> **Directive**: Copy out all the entries below, changing every "instance" to "occurrence" and leaving everything else as it is.

> **Data shown**:
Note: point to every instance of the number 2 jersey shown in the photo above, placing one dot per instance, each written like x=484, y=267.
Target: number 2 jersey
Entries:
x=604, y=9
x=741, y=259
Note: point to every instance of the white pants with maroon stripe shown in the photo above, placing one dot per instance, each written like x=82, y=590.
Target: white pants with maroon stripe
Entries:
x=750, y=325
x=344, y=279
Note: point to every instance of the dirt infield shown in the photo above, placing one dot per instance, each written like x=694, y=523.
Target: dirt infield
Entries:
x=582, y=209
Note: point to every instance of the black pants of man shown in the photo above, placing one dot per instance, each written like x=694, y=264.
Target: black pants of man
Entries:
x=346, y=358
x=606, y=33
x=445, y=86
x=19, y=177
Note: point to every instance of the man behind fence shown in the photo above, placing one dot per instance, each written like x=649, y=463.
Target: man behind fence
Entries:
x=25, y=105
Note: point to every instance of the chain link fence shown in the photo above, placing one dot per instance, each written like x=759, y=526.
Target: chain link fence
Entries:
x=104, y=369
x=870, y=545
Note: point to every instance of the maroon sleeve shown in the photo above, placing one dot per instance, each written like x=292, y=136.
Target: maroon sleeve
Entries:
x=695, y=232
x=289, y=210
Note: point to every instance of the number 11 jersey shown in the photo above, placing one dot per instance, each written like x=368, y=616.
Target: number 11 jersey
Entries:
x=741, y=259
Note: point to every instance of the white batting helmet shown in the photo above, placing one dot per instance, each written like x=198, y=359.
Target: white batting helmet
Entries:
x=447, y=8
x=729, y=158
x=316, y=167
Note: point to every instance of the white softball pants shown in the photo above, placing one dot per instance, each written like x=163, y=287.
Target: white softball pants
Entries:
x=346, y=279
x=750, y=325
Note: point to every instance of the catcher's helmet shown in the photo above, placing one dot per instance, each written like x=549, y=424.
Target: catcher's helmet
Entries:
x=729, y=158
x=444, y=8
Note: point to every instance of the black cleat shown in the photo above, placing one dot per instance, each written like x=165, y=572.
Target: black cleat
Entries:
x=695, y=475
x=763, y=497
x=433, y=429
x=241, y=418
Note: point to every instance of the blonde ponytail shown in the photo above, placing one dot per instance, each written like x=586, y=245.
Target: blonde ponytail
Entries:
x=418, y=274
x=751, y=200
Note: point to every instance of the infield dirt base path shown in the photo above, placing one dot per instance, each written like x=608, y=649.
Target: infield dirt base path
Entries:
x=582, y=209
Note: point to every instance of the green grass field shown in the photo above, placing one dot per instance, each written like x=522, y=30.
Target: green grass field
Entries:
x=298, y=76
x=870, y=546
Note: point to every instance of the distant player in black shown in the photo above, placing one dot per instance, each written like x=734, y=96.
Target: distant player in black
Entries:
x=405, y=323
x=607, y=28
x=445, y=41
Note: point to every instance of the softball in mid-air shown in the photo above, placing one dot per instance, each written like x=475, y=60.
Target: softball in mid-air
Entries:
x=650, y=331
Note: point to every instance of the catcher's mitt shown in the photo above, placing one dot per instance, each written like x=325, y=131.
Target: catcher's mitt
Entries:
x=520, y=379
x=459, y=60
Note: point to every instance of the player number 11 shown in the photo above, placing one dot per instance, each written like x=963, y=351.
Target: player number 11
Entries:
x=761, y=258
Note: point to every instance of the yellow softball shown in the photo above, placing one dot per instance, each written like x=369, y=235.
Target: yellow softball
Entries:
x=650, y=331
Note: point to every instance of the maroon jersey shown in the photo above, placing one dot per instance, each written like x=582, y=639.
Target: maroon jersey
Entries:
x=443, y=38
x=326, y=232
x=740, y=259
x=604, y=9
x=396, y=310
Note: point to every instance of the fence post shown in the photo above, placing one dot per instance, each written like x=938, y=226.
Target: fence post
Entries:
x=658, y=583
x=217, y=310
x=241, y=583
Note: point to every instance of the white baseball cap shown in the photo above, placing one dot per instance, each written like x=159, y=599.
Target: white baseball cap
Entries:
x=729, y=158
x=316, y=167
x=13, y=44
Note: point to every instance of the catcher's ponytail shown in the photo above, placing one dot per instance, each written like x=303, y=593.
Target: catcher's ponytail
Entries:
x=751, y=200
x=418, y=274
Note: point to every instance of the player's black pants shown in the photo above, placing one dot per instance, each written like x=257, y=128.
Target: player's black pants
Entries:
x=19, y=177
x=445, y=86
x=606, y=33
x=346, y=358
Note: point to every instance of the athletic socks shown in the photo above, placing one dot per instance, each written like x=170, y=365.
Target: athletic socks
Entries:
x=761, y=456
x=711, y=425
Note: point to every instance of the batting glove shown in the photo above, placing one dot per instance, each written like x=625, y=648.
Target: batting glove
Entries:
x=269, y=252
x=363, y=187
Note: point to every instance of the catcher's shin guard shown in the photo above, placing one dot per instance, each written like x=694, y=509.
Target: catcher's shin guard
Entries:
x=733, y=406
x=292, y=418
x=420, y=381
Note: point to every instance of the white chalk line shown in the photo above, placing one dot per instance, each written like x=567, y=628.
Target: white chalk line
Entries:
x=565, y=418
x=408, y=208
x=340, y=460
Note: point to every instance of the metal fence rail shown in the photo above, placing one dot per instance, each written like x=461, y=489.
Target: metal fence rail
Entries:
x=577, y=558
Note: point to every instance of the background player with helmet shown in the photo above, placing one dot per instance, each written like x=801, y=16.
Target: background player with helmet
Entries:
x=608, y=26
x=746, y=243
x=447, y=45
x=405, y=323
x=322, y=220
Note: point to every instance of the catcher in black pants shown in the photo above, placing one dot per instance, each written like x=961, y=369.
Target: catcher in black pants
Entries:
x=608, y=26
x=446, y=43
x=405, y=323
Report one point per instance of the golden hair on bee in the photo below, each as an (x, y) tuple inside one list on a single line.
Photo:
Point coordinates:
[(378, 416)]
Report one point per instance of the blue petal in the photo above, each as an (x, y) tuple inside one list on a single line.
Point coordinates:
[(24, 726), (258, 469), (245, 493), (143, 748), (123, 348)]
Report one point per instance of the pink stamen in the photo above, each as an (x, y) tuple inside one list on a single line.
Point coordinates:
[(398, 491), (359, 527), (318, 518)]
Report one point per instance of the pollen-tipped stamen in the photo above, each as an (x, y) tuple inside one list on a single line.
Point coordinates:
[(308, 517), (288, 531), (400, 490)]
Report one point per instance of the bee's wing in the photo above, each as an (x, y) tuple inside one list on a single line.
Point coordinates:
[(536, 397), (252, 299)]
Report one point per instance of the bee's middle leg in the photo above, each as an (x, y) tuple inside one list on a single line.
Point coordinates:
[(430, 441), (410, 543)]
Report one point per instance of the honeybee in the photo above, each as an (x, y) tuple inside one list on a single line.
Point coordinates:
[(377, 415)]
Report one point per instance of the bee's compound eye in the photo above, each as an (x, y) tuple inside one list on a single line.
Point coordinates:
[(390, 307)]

> **Response to this task**:
Note: point to every occurrence of the number 2 jersey shown in the photo above, placing one dot per occurrence, each written like x=484, y=267.
Target: number 2 jersey
Entries:
x=604, y=9
x=741, y=259
Note: point to every occurrence of the white pants with maroon stripe shown in the photo above, placing one dot per occurrence, each written like x=82, y=590.
Target: white pants with maroon stripe
Entries:
x=750, y=325
x=344, y=279
Note: point to every occurrence of the dirt infield shown in the photo above, placing one dot per occurrence, each written like x=694, y=523.
Target: dirt infield
Entries:
x=582, y=209
Note: point to every occurrence of the black pants of man shown in the photo above, placing one dot per occurrence, each written like x=694, y=264.
Target: black pants of man
Entries:
x=346, y=358
x=606, y=33
x=445, y=86
x=19, y=177
Note: point to every occurrence of the man behind fence shown in the photo above, placing one dot per occurrence, each written like x=649, y=463.
Target: man behind fence
Entries:
x=25, y=105
Note: point to every occurrence of the chain link fence shown in the photo above, placing one dot per occurrence, each written like x=759, y=526.
Target: chain link fence
Entries:
x=104, y=369
x=870, y=545
Note: point to every occurrence of the maroon sleeve shown in the photo above, placing one dot per occurrence, each written like x=292, y=136.
Target: maroon sleeve
Entries:
x=695, y=232
x=289, y=210
Note: point to every occurrence of the number 11 jersey shown in the photo above, placing one dot per occurrence, each written like x=368, y=616.
Target: number 11 jersey
Entries:
x=741, y=259
Note: point to every occurrence of the white batting helmet shown in the photo above, placing one dot per occurrence, each written like x=198, y=359.
Target: white batting helmet
Entries:
x=447, y=8
x=729, y=158
x=316, y=167
Note: point to every occurrence of the white softball pants shown in the photo above, placing one dot per occurrence, each written like x=163, y=287.
Target: white softball pants
Entries:
x=346, y=279
x=750, y=325
Note: point to every occurrence of the catcher's helmet shown in the photo above, placing one dot per occurrence, each written like x=549, y=424.
Target: catcher's helmet
Entries:
x=729, y=158
x=444, y=8
Note: point to every occurrence of the black cleat shown in the photo above, placing one dot per occurrence, each written like x=165, y=572.
Target: black cleat
Entries:
x=695, y=475
x=763, y=497
x=433, y=429
x=241, y=418
Note: point to every occurrence of the blonde ponytail shown in the photo above, placing one dot per occurrence, each written like x=586, y=245.
Target: blonde ponytail
Entries:
x=418, y=274
x=751, y=200
Note: point to every occurrence of the infield dirt base path shown in the photo above, placing one dot per occurrence, each written like x=608, y=649.
Target: infield dirt base path
Entries:
x=582, y=209
Note: point to every occurrence of the green grass field shown in the photo above, placing one dot per occurrence, each written like x=522, y=30.
Target: green grass field
Entries:
x=298, y=76
x=870, y=546
Note: point to every occurrence of the distant player in black shown in the photo above, placing one dot per occurrence, each written like x=734, y=96.
Target: distant player in black
Entries:
x=405, y=323
x=607, y=28
x=445, y=41
Note: point to every occurrence of the softball in mid-air shown in the photo above, placing one dot per occurrence, each written like x=475, y=60.
Target: softball in mid-air
Entries:
x=650, y=331
Note: point to every occurrence of the catcher's mitt shown in the photo above, placing one dot per occurrence, each written like x=325, y=131.
Target: catcher's mitt
Entries:
x=520, y=379
x=459, y=60
Note: point to every occurrence of the player number 11 shown in the photo above, placing one dot per occurrence, each written like x=963, y=351.
Target: player number 11
Entries:
x=761, y=258
Note: point to every occurrence of the yellow softball shown in the photo above, placing one dot per occurrence, each written like x=369, y=235.
Target: yellow softball
Entries:
x=650, y=331
Note: point to every occurrence of the maroon jersey shown in the photo above, placing one dot per occurrence, each written like x=582, y=639.
Target: maroon jersey
Entries:
x=443, y=38
x=326, y=232
x=740, y=259
x=604, y=9
x=396, y=310
Note: point to every occurrence of the fence post shown in the photo above, placing one dot per occurrence, each written like x=938, y=226.
Target: fence post
Entries:
x=658, y=583
x=217, y=310
x=241, y=583
Note: point to every occurrence of the white baseball cap shown in the photo above, placing one dot per occurrence, each written like x=159, y=599.
Target: white baseball cap
Entries:
x=729, y=158
x=316, y=167
x=13, y=44
Note: point to every occurrence of the catcher's ponytail shown in the photo above, placing one dot per occurrence, each written like x=303, y=593.
Target: catcher's ponytail
Entries:
x=751, y=200
x=418, y=274
Note: point to every occurrence of the player's black pants shown in the photo above, placing one dot per occurrence, each written like x=257, y=128.
Target: player's black pants
Entries:
x=19, y=177
x=445, y=86
x=606, y=33
x=346, y=358
Note: point to every occurrence of the athletic socks shown in the photo above, placing one dot per occurrence, each written like x=170, y=365.
Target: athletic socks
Entries:
x=761, y=456
x=711, y=425
Note: point to every occurrence of the batting glove shown in the photo above, placing one dot per occurrence, each written like x=625, y=648.
Target: batting glove
Entries:
x=269, y=252
x=363, y=187
Note: point to every occurrence of the catcher's shin guard shown in the photo above, placing one dot per occurrence, each written like x=694, y=509.
Target: catcher's shin guard
Entries:
x=733, y=406
x=292, y=418
x=420, y=381
Note: point to every occurrence of the white chalk line shown in the photo above, placing one dot per occurrence, each written like x=567, y=628.
Target: white chalk line
Entries:
x=565, y=418
x=408, y=208
x=340, y=460
Note: point to every occurrence of the metal fence rail shown in the photo above, placing one dot per occurrence, each written like x=461, y=489.
Target: metal fence rail
Entries:
x=577, y=558
Note: point to every occurrence of the background player with helmet shown in the photo above, placing one dot per occurrence, each written like x=801, y=16.
Target: background player with helmet
Entries:
x=608, y=26
x=746, y=243
x=447, y=45
x=405, y=323
x=322, y=220
Note: point to every occurrence of the catcher in black pants shown in the photo above, placing one dot per occurrence, each written like x=961, y=369.
Target: catcher in black pants
Entries:
x=608, y=26
x=446, y=43
x=405, y=323
Report one point per occurrence of the golden hair on bee in the photo below, each as an (x, y) tuple inside one list on a single line.
Photo:
Point coordinates:
[(378, 416)]
Report one point per occurrence of the blue petal in the photo above, each as an (x, y) tuple inside one list on a single line.
Point coordinates:
[(24, 726), (258, 469), (245, 493), (143, 748), (123, 348)]
Report one point per occurrence of the pink stamen in the photo above, each as an (x, y) tuple inside one list on a single line.
Point coordinates:
[(398, 491), (359, 527), (318, 518)]
Report one point per occurrence of the pollen-tipped stamen in the photo above, each as an (x, y) tuple inside one list on a single line.
Point coordinates:
[(308, 517), (288, 531), (400, 490)]
Report one point per occurrence of the bee's wing in the photo above, each as an (x, y) tuple inside one list on a single line.
Point coordinates:
[(536, 397), (252, 299)]
Report one point per occurrence of the bee's middle leg in the photo above, each as an (x, y) tuple inside one list on a single line.
Point coordinates:
[(430, 441), (410, 543)]
Report one point per occurrence of the honeybee in the photo above, each as an (x, y) tuple inside one list on a single line.
Point coordinates:
[(377, 415)]
Report one point per occurrence of the bee's compound eye in the photo above, each as an (x, y) tuple inside one list on a single line.
Point coordinates:
[(390, 307)]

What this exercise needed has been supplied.